**PROBLEM DETAILS**
Pick out each line in the entries below that contains the word "white" and copy it. Case counts, so match the capitalization exactly.

**RECORDS PROVIDED**
==================================================
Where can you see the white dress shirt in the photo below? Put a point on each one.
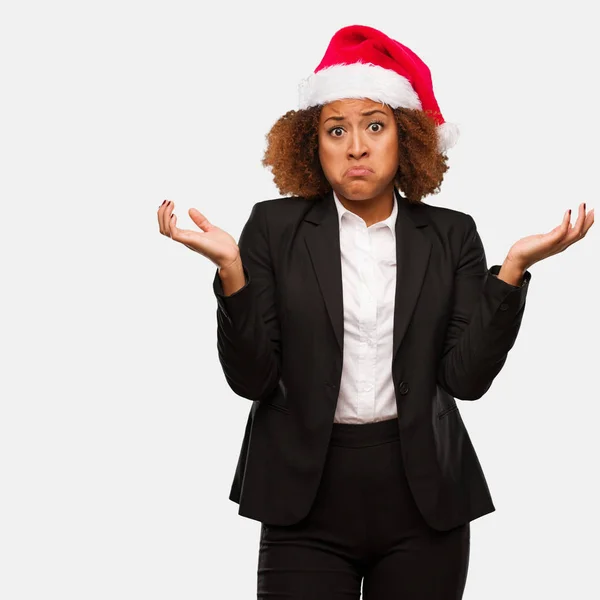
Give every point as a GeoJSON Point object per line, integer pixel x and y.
==================================================
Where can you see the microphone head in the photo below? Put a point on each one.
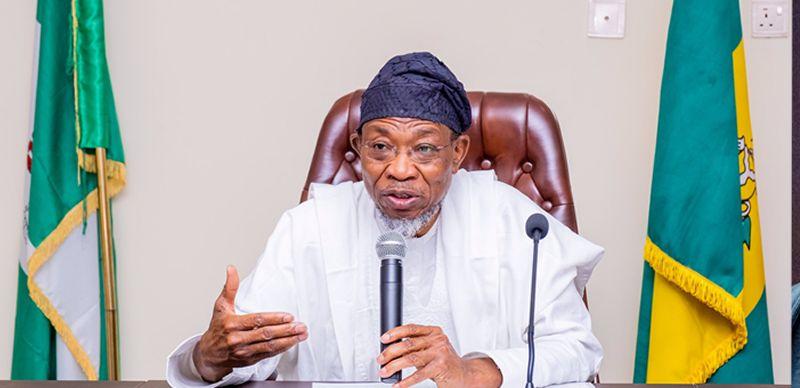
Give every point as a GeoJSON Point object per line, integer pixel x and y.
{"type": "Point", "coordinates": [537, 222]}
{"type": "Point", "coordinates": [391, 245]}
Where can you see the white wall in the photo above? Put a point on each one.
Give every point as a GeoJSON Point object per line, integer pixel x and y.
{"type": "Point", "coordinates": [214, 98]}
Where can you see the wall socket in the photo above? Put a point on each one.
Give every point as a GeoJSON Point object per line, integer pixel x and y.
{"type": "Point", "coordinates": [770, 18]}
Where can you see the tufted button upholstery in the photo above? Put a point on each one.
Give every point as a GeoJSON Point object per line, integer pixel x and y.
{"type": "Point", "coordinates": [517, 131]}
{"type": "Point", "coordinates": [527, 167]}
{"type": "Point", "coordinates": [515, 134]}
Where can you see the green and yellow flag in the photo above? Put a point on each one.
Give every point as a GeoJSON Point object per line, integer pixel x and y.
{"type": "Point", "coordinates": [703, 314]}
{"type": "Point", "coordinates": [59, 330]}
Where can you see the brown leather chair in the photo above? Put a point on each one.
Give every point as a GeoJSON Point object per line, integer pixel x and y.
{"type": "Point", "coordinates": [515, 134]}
==================================================
**ANSWER IN FULL**
Where can you see the white dress shirt in the photo below? Put a point on each one.
Where can you see the white wall in the photo above? Put a point on each one.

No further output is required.